Determine how many lines below contain the string "street" and give that number without anything else.

Extracted data below:

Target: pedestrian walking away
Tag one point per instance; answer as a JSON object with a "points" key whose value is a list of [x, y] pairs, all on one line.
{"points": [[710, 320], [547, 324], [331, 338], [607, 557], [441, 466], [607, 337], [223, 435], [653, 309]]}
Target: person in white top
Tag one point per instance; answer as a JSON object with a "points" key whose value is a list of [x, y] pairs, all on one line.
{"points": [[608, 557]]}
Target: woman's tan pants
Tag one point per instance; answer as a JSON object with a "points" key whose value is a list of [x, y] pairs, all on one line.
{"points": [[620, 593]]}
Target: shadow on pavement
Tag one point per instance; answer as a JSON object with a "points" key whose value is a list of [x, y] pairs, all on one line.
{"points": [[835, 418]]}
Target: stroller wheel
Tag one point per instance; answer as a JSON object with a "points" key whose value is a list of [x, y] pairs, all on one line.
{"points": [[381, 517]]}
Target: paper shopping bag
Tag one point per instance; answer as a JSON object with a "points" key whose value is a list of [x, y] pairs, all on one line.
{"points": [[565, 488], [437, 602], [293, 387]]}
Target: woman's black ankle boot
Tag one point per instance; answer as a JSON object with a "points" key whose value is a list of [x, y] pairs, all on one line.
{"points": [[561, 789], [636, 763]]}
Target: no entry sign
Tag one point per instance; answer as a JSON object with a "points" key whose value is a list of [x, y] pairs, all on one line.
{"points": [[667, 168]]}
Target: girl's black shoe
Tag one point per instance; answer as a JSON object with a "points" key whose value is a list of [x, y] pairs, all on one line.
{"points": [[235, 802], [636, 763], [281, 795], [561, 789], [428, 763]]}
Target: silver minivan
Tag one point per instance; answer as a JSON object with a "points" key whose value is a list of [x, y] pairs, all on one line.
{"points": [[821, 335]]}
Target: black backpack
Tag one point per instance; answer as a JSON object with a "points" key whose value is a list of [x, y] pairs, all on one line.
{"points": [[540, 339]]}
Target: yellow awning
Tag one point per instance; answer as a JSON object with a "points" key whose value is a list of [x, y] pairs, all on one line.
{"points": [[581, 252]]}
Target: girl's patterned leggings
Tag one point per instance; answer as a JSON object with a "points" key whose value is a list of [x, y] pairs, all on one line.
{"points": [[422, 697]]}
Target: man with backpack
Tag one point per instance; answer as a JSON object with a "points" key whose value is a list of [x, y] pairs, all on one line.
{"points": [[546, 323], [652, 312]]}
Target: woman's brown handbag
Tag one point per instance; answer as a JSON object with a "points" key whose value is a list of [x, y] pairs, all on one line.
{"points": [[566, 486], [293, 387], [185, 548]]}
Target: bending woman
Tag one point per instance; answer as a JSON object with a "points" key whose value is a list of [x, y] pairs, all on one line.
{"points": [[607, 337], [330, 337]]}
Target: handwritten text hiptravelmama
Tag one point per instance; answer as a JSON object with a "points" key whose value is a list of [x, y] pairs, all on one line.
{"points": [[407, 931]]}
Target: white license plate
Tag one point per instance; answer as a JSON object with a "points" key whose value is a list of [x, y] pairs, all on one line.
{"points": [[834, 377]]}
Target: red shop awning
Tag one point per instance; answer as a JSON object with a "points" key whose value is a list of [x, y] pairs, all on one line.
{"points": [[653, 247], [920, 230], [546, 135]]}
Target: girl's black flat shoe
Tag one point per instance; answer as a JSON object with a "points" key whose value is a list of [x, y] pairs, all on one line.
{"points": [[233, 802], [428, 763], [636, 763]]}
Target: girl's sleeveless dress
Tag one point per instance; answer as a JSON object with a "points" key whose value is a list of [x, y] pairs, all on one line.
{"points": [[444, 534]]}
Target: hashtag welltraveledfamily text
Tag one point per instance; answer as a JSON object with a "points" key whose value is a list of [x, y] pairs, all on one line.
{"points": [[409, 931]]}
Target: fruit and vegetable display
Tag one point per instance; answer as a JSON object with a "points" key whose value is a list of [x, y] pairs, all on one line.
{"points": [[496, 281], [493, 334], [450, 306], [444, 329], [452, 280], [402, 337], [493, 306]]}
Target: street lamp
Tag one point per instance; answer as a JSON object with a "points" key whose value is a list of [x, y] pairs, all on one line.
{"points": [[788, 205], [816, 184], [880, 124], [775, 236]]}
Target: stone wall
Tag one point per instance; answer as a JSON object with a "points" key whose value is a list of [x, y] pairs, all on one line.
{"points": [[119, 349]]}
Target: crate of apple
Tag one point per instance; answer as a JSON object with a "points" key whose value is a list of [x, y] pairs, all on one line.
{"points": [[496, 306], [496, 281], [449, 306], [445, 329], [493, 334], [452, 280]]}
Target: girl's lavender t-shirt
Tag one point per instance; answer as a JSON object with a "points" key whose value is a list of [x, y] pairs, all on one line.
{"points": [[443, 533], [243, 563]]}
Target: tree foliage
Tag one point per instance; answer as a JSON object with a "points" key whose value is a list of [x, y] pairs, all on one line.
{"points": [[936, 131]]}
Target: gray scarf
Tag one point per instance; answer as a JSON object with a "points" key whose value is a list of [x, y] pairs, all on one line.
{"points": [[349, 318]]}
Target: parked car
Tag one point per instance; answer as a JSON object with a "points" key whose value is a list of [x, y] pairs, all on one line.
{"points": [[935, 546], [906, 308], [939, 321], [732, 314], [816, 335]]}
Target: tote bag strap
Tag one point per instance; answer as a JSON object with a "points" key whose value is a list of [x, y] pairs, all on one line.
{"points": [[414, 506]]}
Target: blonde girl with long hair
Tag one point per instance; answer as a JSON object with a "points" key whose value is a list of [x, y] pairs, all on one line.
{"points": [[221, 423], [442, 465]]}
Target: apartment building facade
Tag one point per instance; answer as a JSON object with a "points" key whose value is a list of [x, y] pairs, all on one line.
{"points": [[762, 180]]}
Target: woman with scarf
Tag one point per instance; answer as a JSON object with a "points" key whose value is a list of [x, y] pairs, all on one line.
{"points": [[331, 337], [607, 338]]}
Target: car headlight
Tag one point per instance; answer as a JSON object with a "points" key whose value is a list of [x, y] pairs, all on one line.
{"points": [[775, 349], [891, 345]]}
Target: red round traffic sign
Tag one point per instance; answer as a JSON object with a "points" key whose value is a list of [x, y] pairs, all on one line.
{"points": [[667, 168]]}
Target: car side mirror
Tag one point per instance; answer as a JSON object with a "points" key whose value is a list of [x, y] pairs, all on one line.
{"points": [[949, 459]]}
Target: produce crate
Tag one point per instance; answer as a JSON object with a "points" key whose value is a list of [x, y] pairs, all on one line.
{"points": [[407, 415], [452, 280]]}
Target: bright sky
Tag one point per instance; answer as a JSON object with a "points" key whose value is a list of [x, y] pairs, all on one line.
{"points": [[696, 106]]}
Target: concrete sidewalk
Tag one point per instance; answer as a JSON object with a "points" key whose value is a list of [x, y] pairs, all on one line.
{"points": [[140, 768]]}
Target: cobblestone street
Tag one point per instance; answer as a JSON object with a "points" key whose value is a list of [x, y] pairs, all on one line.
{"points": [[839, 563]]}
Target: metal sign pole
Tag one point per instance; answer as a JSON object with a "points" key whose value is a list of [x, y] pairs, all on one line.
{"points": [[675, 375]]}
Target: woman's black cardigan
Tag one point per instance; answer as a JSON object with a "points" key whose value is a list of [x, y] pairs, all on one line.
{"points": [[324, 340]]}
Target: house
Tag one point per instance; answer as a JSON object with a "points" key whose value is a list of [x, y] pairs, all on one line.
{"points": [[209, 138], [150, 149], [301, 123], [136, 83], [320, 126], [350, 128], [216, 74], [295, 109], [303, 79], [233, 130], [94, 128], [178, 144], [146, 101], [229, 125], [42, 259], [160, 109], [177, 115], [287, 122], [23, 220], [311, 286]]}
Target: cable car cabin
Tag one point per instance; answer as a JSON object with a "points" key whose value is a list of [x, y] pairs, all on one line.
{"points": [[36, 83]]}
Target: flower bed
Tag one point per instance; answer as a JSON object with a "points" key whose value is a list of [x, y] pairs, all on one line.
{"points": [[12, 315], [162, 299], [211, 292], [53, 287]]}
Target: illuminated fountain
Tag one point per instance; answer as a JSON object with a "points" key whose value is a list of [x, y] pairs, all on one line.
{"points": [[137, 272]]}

End of Extracted data.

*Response box:*
2